Report every line of the material below that contains the string "paraglider", reproducing each such line in full.

Lines of data

----------

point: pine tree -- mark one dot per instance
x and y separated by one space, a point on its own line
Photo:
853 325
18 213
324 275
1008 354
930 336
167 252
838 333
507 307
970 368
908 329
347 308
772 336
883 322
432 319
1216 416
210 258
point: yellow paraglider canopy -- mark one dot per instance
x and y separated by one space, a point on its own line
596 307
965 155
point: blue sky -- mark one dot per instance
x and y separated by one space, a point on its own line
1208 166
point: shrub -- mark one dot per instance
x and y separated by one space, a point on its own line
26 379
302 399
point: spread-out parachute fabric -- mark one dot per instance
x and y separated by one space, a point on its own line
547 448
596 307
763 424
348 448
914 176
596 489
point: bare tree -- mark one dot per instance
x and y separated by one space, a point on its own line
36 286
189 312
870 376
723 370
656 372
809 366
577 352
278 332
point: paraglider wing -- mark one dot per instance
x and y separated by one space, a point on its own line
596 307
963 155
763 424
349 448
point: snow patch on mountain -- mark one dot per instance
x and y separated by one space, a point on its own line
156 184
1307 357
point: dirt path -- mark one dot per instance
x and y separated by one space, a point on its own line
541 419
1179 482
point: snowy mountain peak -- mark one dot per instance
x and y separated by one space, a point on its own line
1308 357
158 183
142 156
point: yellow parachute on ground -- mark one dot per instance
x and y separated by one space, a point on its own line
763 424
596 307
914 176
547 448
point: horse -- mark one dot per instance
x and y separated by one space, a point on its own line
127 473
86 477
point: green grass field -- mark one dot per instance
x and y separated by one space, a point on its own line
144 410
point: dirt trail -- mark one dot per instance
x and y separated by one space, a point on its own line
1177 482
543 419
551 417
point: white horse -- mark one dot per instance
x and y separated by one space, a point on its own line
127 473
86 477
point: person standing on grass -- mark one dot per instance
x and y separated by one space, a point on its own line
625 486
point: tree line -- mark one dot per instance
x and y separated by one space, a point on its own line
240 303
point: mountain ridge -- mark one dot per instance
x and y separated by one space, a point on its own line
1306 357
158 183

----------

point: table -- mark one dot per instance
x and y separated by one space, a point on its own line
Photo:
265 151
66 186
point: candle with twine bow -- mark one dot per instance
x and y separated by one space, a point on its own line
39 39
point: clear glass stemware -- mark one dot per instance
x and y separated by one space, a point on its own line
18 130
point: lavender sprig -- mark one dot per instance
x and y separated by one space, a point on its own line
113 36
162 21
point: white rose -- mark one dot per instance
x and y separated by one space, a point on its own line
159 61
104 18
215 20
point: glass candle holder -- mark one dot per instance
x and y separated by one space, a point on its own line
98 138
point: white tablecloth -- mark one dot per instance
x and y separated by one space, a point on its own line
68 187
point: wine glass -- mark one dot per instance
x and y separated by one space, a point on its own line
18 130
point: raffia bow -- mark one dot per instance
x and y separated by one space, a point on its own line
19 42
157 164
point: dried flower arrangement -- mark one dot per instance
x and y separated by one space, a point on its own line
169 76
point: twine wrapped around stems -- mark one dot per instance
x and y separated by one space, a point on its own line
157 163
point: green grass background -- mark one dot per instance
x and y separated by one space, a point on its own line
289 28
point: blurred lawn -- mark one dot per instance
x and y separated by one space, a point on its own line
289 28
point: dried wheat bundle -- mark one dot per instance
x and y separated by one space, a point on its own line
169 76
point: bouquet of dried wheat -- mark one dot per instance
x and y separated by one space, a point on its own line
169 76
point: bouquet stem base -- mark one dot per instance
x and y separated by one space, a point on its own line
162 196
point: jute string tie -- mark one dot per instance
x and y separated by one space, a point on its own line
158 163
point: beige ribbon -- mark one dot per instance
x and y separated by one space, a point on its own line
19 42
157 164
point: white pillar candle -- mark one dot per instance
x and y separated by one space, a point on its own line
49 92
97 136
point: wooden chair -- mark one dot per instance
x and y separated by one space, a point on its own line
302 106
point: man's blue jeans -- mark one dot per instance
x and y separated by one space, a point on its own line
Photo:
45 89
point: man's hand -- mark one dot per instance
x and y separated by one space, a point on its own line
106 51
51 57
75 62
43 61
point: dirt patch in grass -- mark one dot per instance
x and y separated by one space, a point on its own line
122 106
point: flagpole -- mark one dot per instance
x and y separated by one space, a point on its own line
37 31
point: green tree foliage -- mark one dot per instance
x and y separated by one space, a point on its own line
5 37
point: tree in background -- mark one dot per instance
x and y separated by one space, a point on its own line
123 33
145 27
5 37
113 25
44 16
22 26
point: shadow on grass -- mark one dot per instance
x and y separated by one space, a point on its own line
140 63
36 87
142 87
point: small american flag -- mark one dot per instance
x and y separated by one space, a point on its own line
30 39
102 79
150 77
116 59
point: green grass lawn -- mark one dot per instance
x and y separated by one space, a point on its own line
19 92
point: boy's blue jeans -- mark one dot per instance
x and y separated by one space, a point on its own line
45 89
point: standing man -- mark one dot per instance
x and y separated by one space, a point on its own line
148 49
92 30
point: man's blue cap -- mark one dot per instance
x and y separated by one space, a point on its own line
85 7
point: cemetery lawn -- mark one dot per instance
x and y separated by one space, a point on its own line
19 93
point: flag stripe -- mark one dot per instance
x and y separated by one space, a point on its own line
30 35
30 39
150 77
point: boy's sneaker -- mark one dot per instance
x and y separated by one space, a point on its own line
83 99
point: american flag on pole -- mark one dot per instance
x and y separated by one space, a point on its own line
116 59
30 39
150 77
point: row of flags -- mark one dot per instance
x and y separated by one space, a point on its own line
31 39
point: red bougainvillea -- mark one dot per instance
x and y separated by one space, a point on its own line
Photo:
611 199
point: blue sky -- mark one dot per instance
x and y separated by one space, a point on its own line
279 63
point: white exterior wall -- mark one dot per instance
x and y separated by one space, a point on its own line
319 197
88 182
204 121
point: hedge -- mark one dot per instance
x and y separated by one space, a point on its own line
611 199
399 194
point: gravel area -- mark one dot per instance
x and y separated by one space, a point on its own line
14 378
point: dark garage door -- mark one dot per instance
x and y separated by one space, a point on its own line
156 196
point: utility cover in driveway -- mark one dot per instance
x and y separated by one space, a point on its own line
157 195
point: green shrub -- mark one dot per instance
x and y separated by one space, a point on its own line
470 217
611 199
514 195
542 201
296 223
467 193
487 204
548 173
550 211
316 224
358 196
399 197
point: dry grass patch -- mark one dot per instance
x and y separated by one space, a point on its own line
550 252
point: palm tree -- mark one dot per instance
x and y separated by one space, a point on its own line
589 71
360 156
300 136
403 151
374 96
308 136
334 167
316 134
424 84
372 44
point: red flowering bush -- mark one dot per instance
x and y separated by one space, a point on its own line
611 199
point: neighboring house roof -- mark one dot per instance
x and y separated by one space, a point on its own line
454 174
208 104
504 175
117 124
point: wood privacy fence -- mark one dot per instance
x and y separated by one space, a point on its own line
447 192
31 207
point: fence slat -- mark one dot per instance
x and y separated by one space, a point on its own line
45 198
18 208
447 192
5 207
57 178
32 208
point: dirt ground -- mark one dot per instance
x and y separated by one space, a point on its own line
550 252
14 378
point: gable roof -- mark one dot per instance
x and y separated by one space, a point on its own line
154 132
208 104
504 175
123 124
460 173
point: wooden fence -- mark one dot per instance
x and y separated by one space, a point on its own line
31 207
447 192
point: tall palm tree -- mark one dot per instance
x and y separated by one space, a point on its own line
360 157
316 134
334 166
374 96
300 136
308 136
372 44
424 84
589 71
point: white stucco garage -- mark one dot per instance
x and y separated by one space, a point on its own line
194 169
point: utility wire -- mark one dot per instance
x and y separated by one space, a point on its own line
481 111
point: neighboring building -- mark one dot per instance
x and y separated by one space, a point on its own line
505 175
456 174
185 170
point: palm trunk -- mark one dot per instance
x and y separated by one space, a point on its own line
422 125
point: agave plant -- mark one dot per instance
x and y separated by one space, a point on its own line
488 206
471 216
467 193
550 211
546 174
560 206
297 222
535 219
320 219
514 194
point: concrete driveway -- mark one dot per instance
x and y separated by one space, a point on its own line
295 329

----------

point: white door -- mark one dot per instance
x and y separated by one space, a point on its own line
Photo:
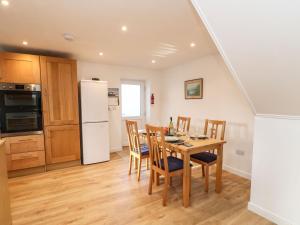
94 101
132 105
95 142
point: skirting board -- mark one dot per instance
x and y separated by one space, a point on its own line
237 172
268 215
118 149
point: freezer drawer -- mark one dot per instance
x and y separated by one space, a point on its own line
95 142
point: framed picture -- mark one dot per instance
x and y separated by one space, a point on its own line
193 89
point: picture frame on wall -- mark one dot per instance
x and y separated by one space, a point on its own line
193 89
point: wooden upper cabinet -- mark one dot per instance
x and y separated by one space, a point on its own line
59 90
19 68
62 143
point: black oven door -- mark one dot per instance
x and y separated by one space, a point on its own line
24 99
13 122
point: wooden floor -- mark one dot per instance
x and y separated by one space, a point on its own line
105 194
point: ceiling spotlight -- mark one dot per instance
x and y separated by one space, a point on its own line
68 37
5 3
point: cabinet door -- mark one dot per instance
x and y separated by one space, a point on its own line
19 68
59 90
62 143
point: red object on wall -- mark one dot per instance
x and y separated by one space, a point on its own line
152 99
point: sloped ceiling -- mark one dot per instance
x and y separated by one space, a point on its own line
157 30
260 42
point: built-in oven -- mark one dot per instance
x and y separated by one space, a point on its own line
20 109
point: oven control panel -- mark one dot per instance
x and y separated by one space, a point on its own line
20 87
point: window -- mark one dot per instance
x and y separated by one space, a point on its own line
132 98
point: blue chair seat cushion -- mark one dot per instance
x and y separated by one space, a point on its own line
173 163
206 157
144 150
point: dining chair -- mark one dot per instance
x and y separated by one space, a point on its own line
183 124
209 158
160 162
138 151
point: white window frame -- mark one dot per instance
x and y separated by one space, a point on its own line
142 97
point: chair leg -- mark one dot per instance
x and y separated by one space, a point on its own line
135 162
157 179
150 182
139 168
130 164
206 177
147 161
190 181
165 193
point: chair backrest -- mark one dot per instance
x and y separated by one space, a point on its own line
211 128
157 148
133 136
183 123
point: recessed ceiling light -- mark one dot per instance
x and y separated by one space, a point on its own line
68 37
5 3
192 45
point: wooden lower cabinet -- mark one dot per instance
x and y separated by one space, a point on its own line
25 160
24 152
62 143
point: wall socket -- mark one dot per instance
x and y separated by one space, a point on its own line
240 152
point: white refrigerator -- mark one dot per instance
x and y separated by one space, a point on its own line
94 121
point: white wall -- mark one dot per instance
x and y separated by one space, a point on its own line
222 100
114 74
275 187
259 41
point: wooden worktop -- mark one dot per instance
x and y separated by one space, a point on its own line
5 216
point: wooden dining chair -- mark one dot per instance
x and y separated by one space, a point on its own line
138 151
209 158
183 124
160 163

----------

* ANSWER TO THE EXERCISE
point: yellow paraglider canopy -- mark one dot per instance
point: paraglider wing -- mark one dot per instance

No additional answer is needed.